(Dataset entries)
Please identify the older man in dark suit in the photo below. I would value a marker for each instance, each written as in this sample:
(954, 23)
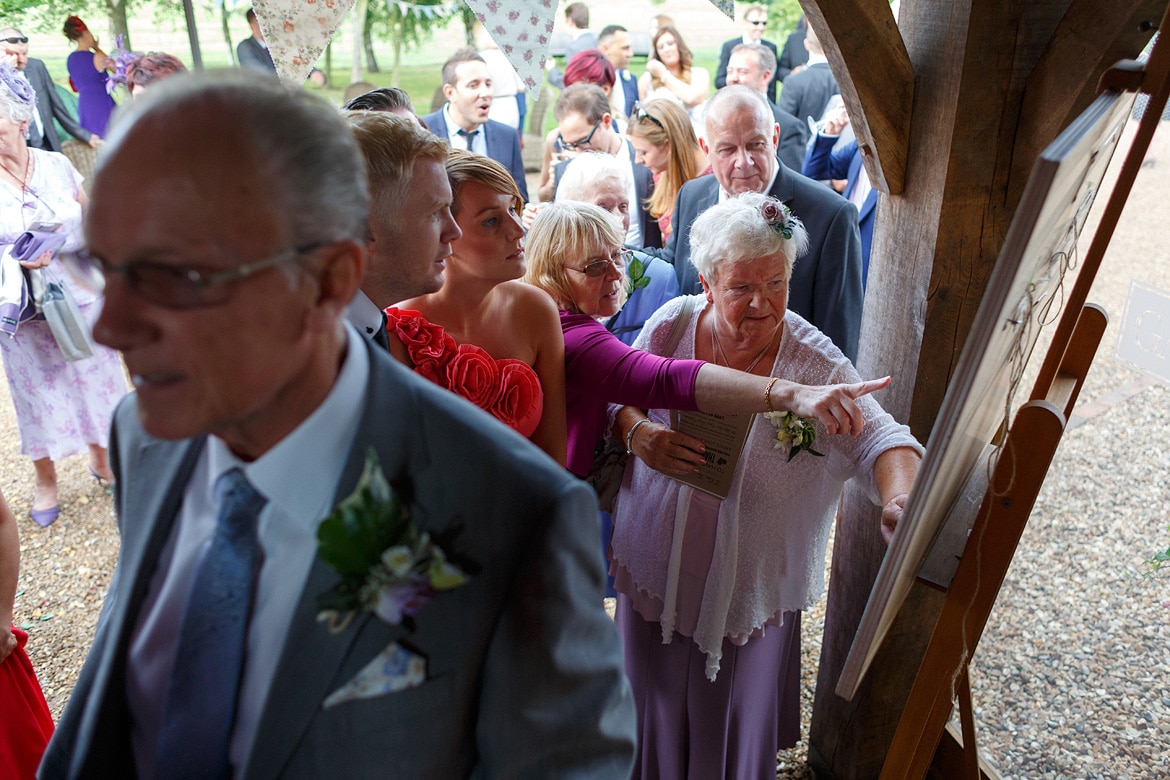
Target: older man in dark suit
(476, 643)
(49, 105)
(463, 121)
(755, 21)
(741, 143)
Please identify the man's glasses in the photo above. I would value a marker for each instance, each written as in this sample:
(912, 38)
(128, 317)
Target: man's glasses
(599, 268)
(642, 114)
(572, 146)
(172, 287)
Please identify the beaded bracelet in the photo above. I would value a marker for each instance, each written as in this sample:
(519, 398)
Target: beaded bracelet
(768, 395)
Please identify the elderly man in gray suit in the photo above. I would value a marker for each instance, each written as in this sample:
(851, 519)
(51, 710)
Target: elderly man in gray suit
(49, 105)
(228, 262)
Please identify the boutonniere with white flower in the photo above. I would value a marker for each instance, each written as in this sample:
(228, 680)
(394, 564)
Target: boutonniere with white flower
(792, 433)
(387, 566)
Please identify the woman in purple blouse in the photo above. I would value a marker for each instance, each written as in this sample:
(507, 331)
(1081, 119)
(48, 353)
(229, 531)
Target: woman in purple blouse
(575, 254)
(87, 70)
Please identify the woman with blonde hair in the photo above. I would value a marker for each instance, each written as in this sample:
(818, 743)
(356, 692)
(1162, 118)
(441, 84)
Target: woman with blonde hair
(484, 335)
(665, 139)
(576, 255)
(670, 71)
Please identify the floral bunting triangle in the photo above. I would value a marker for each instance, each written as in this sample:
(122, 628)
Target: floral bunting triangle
(298, 30)
(727, 7)
(523, 32)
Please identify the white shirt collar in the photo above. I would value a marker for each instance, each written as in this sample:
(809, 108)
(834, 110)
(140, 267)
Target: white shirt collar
(771, 183)
(294, 474)
(364, 315)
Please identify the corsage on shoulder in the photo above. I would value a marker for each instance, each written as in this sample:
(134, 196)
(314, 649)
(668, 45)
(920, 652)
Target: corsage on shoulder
(792, 433)
(387, 566)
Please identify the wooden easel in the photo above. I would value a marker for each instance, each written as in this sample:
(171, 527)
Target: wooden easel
(922, 740)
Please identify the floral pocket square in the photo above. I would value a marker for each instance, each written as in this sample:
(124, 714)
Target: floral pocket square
(394, 669)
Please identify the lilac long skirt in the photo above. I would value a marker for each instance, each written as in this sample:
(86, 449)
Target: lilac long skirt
(61, 407)
(692, 727)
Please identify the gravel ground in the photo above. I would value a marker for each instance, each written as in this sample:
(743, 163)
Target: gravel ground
(1072, 677)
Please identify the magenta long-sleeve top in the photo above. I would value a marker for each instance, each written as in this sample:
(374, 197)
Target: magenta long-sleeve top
(600, 370)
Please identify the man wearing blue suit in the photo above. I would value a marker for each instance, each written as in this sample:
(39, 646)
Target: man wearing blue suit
(614, 43)
(463, 121)
(255, 408)
(825, 161)
(741, 144)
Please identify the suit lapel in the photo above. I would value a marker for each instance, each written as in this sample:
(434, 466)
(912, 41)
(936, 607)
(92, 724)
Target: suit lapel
(152, 502)
(311, 656)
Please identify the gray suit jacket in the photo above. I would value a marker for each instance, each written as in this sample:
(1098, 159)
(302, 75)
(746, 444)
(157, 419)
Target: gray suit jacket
(49, 107)
(826, 283)
(524, 671)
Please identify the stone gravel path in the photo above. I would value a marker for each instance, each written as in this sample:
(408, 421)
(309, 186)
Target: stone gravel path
(1072, 677)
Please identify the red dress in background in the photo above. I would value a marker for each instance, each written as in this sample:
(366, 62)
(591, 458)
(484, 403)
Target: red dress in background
(26, 724)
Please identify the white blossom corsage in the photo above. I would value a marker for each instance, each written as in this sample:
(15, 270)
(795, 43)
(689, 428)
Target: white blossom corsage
(387, 566)
(792, 433)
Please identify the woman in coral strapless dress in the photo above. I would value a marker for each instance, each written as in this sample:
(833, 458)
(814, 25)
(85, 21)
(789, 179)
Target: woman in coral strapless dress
(484, 335)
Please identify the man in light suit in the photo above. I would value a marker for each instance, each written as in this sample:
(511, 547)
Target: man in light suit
(49, 105)
(246, 370)
(807, 91)
(827, 161)
(741, 143)
(614, 43)
(755, 21)
(411, 225)
(463, 121)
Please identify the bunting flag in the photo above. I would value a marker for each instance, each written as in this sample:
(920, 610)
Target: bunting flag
(429, 12)
(298, 30)
(727, 7)
(523, 32)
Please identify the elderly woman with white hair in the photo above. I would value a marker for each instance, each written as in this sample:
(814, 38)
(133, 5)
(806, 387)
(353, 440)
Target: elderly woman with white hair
(603, 180)
(710, 591)
(62, 407)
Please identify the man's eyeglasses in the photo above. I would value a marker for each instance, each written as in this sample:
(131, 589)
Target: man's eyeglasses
(572, 146)
(642, 114)
(599, 268)
(172, 287)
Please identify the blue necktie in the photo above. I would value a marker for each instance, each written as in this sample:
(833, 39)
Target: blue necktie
(468, 136)
(195, 733)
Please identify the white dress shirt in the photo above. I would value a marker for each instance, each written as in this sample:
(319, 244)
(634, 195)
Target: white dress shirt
(479, 143)
(364, 315)
(298, 477)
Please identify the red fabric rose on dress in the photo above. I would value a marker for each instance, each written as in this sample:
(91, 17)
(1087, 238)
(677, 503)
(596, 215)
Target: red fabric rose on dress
(426, 343)
(521, 398)
(473, 373)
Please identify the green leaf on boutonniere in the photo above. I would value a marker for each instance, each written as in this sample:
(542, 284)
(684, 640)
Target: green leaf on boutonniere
(364, 524)
(637, 274)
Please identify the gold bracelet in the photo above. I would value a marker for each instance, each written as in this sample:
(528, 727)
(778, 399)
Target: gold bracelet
(630, 436)
(768, 394)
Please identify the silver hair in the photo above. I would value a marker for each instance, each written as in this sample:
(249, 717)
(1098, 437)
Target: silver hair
(736, 230)
(13, 104)
(585, 171)
(289, 137)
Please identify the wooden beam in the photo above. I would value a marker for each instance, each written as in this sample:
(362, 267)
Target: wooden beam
(1089, 39)
(873, 71)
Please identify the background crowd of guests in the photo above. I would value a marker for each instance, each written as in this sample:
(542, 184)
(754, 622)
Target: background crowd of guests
(674, 259)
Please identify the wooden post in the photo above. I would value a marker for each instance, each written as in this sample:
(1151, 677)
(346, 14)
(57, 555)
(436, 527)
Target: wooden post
(972, 137)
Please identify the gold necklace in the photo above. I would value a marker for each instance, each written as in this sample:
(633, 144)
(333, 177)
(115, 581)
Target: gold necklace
(716, 346)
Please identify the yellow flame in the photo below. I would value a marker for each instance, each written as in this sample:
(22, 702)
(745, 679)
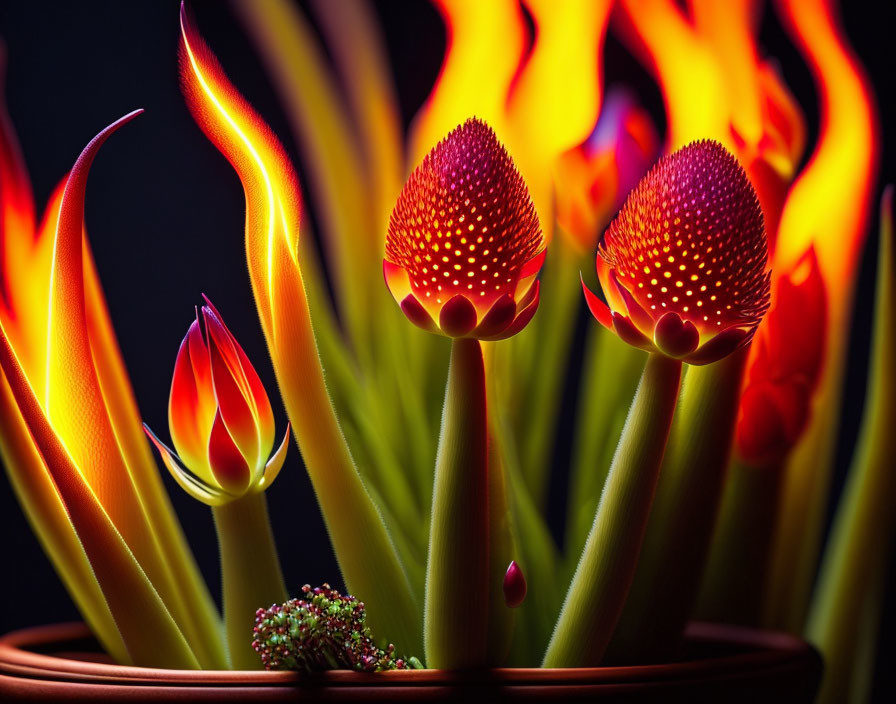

▸ Task directions
Each record should appear again exactly as it stands, with no picture included.

▸ Expected answer
Please identify the older man in dark suit in the photo below. I would value a marker for each instance, each written as in this sample:
(954, 23)
Target: older man in dark suit
(476, 643)
(49, 105)
(463, 121)
(755, 21)
(741, 143)
Please identify the man's glasses in the photo above. I would value a marker for each instance, each written as in this sample:
(912, 38)
(128, 317)
Target: man's glasses
(599, 268)
(642, 114)
(572, 146)
(172, 287)
Please identify the beaded bracelet in the photo above. I would value a marker for each instance, each written as in this sample:
(519, 398)
Target: beaded bracelet
(768, 395)
Please identify the elderly man in gray suit in the photo above. I would value a marker for each instance, each written as in this sample:
(851, 519)
(51, 710)
Target: elderly man in gray suit
(49, 105)
(228, 262)
Please identify the boutonniere with white flower in the photo above. I would value a marker for each instance, each written as in this sample:
(228, 680)
(394, 564)
Target: boutonniere with white flower
(792, 433)
(387, 566)
Please identify the woman in purple blouse in the photo above. I would value a marker for each instance, each written as in this sample:
(507, 331)
(1081, 119)
(48, 353)
(229, 531)
Target: woman in purple blouse
(575, 254)
(87, 70)
Please identify the woman with blonde hair in the photo above. I would value a marker for each instance, each written as in this sample:
(818, 743)
(356, 692)
(1162, 118)
(441, 84)
Target: woman with blonde hair
(484, 335)
(665, 139)
(576, 255)
(670, 71)
Please identify the floral bunting triangle in the photo above. I would value a marker for each instance, each written as in this sample:
(122, 628)
Target: floral bunting triangle
(298, 30)
(727, 7)
(523, 32)
Please identify the white shirt collar in the photo above. I would value a marker for each instance, each written as in this sample:
(809, 108)
(834, 110)
(140, 267)
Target: white shirt collar
(771, 183)
(294, 474)
(364, 315)
Please identify the corsage on shoulder in the photo above. I would value a marker for each instance, each written as in this sample:
(134, 196)
(314, 649)
(668, 45)
(920, 652)
Target: corsage on shoulder
(792, 433)
(387, 566)
Please identify the wooden easel in the photo above. I would value a marker for each instance, each written as in this sample:
(171, 527)
Target: wooden easel
(922, 740)
Please identify the floral pocket square in the photo above. I would value a marker for each instance, each written as in this sample:
(124, 714)
Target: floral pocket square
(394, 669)
Please identify the lilac long skirt in the photo above. I would value a marker for each instance, each written as in this sample:
(86, 449)
Target: lilac long skirt
(61, 407)
(692, 727)
Please identify the gravel ground in the photo above. I would value a marker for each instance, each written as in this sample:
(743, 163)
Target: gravel ground
(1072, 677)
Please identify the magenta long-sleeve top in the photo above. I would value a marker for each instance, each written as in this sample:
(374, 197)
Target: magenta long-sleeve top
(600, 370)
Please identify the man wearing blue suit in the photo above. I would value a marker for each instance, each written as in this sample:
(39, 646)
Target: man wearing blue suit
(614, 43)
(463, 121)
(255, 408)
(825, 161)
(741, 144)
Please identify the suit lapel in the photo above. I would value a marker for each instance, each written as in this sample:
(434, 466)
(912, 41)
(936, 607)
(92, 724)
Target: suit lapel
(152, 502)
(311, 656)
Please identify the gray suit jacket in the photo above. I would value a marker for each instance, each written as in this sample:
(1098, 159)
(302, 75)
(746, 444)
(157, 419)
Target: gray suit jacket
(49, 107)
(826, 283)
(524, 671)
Please identify the stone gravel path in the photo above. I would value a marker for each instance, each written as in this sample:
(408, 421)
(309, 186)
Target: stone gravel path
(1072, 677)
Please identify the red dress in background in the photo above. I would value a marker for each instance, each written as in this sample:
(366, 62)
(591, 458)
(484, 403)
Target: red dress in background
(26, 724)
Please identify the white blossom corsage in the photo above. I would value a marker for each instance, each written as in this sample:
(15, 270)
(795, 43)
(689, 428)
Target: white blossom corsage
(387, 566)
(792, 433)
Please identify the woman in coral strapless dress in the photo above. I would value a marker for each instance, each written as in this sample:
(833, 458)
(814, 25)
(85, 21)
(789, 179)
Target: woman in coral strapless dress
(484, 335)
Please identify the man in light suit in the photo above. I would value a marker for each instance, each written as in this sample:
(511, 547)
Target: man in light suit
(49, 105)
(246, 370)
(807, 91)
(827, 161)
(741, 143)
(614, 43)
(755, 21)
(411, 225)
(463, 121)
Please identify the bunting flag in the photo above. I would value a marker for each instance, each written as in this sample:
(920, 610)
Target: bunting flag
(429, 12)
(298, 30)
(727, 7)
(523, 32)
Please identify the elderly woman with white hair in the photo above. I would value a marker for each instance, each written as in this sample:
(814, 38)
(133, 5)
(806, 387)
(353, 440)
Target: elderly woman with white hair
(603, 180)
(710, 591)
(62, 407)
Please identify the man's eyeglasses in the photo above. I would value a marker for each instance, each written as in this sample:
(131, 589)
Target: man's eyeglasses
(572, 146)
(642, 114)
(599, 268)
(172, 287)
Please identify the blue necktie in the photo above. I would value a marker for each instance, each written as in this sample:
(833, 39)
Target: blue necktie
(468, 136)
(195, 733)
Please identify the white dress shirt in the photo above. I would value a marker for each instance, each written as in this sample:
(319, 244)
(634, 195)
Target: white dress shirt
(479, 143)
(364, 315)
(298, 477)
Please identify the red fabric rose on dress in the photo above. I would value a marker for each instance, each written as in this sample:
(91, 17)
(1087, 238)
(677, 503)
(596, 215)
Target: red fabric rose on dress
(426, 343)
(521, 398)
(473, 373)
Please identify the green leaf on boutonniere in the photo above. I would value a marker for each instance, each written as in this sample:
(542, 284)
(684, 640)
Target: green leaf on boutonniere
(364, 524)
(637, 274)
Please identify the gold bracelet in the photo above. I would value a marker for each instance, each written as in this sample:
(528, 727)
(778, 399)
Target: gold bracelet
(630, 436)
(768, 394)
Please identify the silver hair in the photo above. I would value a marker for each instance, each written as in this sample:
(249, 717)
(1098, 437)
Target: silver hair
(736, 230)
(13, 104)
(585, 171)
(289, 137)
Please identify the wooden beam in the photo above. I would value a marker for each instance, each written as in this sample:
(362, 267)
Target: wooden beam
(1089, 39)
(873, 71)
Please identify the background crowd of guests in the photo above. I would value a marker for each instance, each written as in this sample:
(542, 184)
(754, 622)
Target: background crowd of guests
(674, 259)
Please identify the wooden post in the photo above. I would value a marker for each instance, each written as in this sample:
(1151, 677)
(346, 14)
(57, 555)
(436, 527)
Target: wooden post
(972, 137)
Please identify the gold necklace in the photo above. I would value a marker for each instance, each written as in this sample:
(633, 144)
(333, 177)
(115, 581)
Target: gold necklace
(716, 346)
Please identify the yellow flame in the photo below. I would value a marker for each instance, each written as in this sample:
(22, 702)
(745, 679)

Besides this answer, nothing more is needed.